_Request_
Can you print each of the records below word for word, without changing anything?

_Records for the task_
■ ■ ■

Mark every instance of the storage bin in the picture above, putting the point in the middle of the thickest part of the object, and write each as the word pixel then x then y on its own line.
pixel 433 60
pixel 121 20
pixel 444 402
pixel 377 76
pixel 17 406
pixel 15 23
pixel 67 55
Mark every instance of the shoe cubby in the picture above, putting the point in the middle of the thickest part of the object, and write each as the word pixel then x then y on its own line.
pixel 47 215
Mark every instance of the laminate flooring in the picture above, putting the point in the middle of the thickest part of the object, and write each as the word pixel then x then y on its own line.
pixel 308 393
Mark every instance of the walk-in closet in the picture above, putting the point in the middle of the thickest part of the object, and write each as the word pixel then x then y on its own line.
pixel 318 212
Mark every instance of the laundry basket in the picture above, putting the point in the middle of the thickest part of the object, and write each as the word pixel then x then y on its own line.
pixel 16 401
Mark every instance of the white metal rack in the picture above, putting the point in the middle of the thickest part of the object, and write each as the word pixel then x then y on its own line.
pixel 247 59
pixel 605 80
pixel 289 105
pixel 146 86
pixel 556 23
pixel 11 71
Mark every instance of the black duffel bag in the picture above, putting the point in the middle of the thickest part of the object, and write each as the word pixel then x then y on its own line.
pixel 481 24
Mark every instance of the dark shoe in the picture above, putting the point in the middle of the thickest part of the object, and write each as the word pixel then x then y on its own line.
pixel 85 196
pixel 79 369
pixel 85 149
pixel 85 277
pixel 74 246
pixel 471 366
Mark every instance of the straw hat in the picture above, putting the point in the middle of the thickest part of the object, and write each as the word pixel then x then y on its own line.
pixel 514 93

■ ■ ■

_Result of the task_
Mark every instance of the storage bin in the picture above, putting the point in the middle of the thickest part of the object, and write each as the word pixel then x then y on its own line.
pixel 433 60
pixel 121 20
pixel 444 402
pixel 377 76
pixel 17 406
pixel 15 23
pixel 67 55
Mark every instance of the shoe cubby in the picture above, putting the point in the middle of the thickest part of the object, and write each as the word pixel then x then y on its own line.
pixel 47 215
Mark every instance of the laminate flooring in the picture above, putting the point in the middle of the thickest part of the object, and write each as the word pixel then x then y on its own line.
pixel 308 393
Mark every instance of the walk-in closet in the picture above, putting the point in the middle of the thickest part of the object, and write each as the word pixel then x then y on its own line.
pixel 318 212
Mark every instance of the laundry basket in the picture above, putting the point in the middle of the thickest part of the object, and write each as the word pixel then x then y on its own line.
pixel 16 401
Mark every instance of the white metal rack in the picture above, putting the point in the middle of the thickest part of the object, and write each as the word pixel then x then y on its own line.
pixel 247 59
pixel 605 80
pixel 289 105
pixel 146 86
pixel 556 23
pixel 11 71
Mark every instance of the black duffel bag in the picture above, putting the point in the middle of the thickest part of the object, and write each as the word pixel then x then y on its own line.
pixel 481 24
Mark every instance of the dark shoe in the picture above, putting the point in the middle of the thickest part of the object, and write each as the word pixel then x then y on its own line.
pixel 85 196
pixel 79 369
pixel 85 149
pixel 85 277
pixel 74 246
pixel 471 366
Mark every instance of the straw hat in the picture above, putting the point in the middle of the thickest part of the object, and write each as the word pixel then x then y on its own line.
pixel 514 93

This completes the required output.